[Region pointing data]
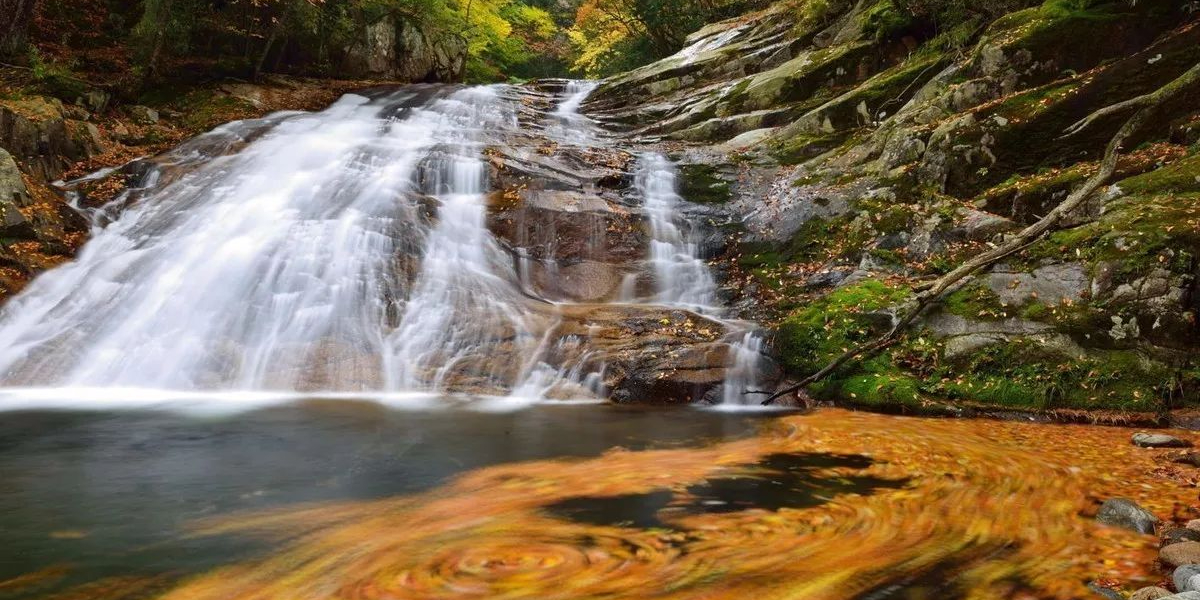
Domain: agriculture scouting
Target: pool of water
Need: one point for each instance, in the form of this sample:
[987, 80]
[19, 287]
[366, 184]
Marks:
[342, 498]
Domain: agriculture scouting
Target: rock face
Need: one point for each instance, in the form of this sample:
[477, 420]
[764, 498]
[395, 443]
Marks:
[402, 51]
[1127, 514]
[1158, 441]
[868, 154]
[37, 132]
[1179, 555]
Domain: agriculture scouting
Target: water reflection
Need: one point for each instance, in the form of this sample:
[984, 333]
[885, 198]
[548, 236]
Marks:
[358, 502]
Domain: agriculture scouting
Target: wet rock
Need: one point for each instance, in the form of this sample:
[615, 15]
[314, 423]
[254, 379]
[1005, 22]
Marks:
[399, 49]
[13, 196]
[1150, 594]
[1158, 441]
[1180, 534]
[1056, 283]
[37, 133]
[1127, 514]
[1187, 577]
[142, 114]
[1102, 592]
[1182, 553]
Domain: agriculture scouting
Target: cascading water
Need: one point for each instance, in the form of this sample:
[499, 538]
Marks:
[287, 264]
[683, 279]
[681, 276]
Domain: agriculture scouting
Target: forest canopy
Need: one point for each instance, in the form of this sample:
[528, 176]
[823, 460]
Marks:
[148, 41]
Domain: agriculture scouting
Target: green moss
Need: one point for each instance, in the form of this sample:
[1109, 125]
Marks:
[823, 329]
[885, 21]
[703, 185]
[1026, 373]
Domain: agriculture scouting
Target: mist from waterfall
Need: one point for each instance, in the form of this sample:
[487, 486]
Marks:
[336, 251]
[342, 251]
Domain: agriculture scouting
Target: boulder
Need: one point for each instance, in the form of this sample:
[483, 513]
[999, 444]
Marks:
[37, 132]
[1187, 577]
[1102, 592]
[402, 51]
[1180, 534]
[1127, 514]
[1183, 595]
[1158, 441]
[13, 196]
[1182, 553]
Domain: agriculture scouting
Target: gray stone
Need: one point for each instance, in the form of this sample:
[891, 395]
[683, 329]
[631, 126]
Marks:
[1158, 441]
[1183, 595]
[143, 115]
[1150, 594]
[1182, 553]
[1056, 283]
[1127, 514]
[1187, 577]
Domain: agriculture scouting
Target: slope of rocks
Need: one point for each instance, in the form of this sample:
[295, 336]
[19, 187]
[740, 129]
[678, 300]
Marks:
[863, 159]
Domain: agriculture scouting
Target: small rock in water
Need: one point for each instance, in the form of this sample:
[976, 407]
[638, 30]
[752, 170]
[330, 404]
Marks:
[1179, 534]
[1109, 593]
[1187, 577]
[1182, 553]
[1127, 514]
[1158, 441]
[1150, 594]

**What needs to be done:** Exact copy, pictures excluded: restate every record above word for word.

**Final answer:**
Domain: agriculture scouting
Target: pool of water
Need: one point for each instance, in the form of this sample:
[987, 80]
[19, 287]
[366, 184]
Marks:
[342, 498]
Domain: agriculture scouting
Target: rock face
Need: one point for each instance, in the form of this sample:
[477, 420]
[764, 498]
[395, 443]
Marks:
[402, 51]
[1127, 514]
[1158, 441]
[868, 154]
[37, 132]
[1179, 555]
Domain: agriculture scouting
Target: water reflection
Need: one point for each instance, in the form of this sample:
[984, 333]
[885, 198]
[548, 236]
Marks:
[358, 502]
Domain: agriculture scouting
Target: wet rock
Need: one point for each instance, in the form of this sample:
[615, 15]
[314, 423]
[254, 379]
[1005, 22]
Marks:
[399, 49]
[13, 196]
[1150, 594]
[1158, 441]
[1180, 534]
[1056, 283]
[37, 133]
[1127, 514]
[1187, 577]
[142, 114]
[1102, 592]
[1182, 553]
Domain: agriculture scouting
Target: cascading water
Need: one point for each instance, in the form of this sample:
[499, 538]
Marks:
[287, 264]
[683, 279]
[681, 276]
Domain: agriculture scouting
Target: forest canopy
Need: one point for each instance, in the form of this sample:
[528, 176]
[823, 460]
Marks:
[148, 41]
Domain: agriculture scouting
Target: green moss
Need: one point for each instance, in the form of this sample:
[1109, 125]
Marks:
[823, 329]
[885, 21]
[703, 185]
[1026, 373]
Domain: agriculture scouting
Target: mist from waterfall
Need: one point for each instance, in the form of this sample:
[487, 486]
Marks:
[336, 251]
[342, 251]
Domain: agriculture scouting
Target: boulder
Need: one point for each instance, in the form of this sample:
[483, 513]
[999, 444]
Marks:
[37, 132]
[1187, 577]
[1102, 592]
[402, 51]
[1180, 534]
[1127, 514]
[1183, 595]
[1158, 441]
[13, 196]
[1182, 553]
Domain: agriculture scouting
Target: gray stone
Need: one point for each instance, in the form of this sample:
[891, 395]
[683, 329]
[631, 126]
Marks:
[1158, 441]
[1183, 595]
[143, 115]
[1150, 594]
[1182, 553]
[1056, 283]
[1127, 514]
[1187, 577]
Domain: agriculture scouting
Target: slope of rocks
Need: one point for each instance, in the form of this sample:
[295, 336]
[19, 187]
[740, 129]
[678, 300]
Marks:
[863, 159]
Domain: agriculture scouting
Target: small rock in water
Need: one point for each instance, in the form of this sample:
[976, 407]
[638, 30]
[752, 170]
[330, 404]
Marks:
[1179, 534]
[1109, 593]
[1187, 577]
[1182, 553]
[1127, 514]
[1158, 441]
[1150, 594]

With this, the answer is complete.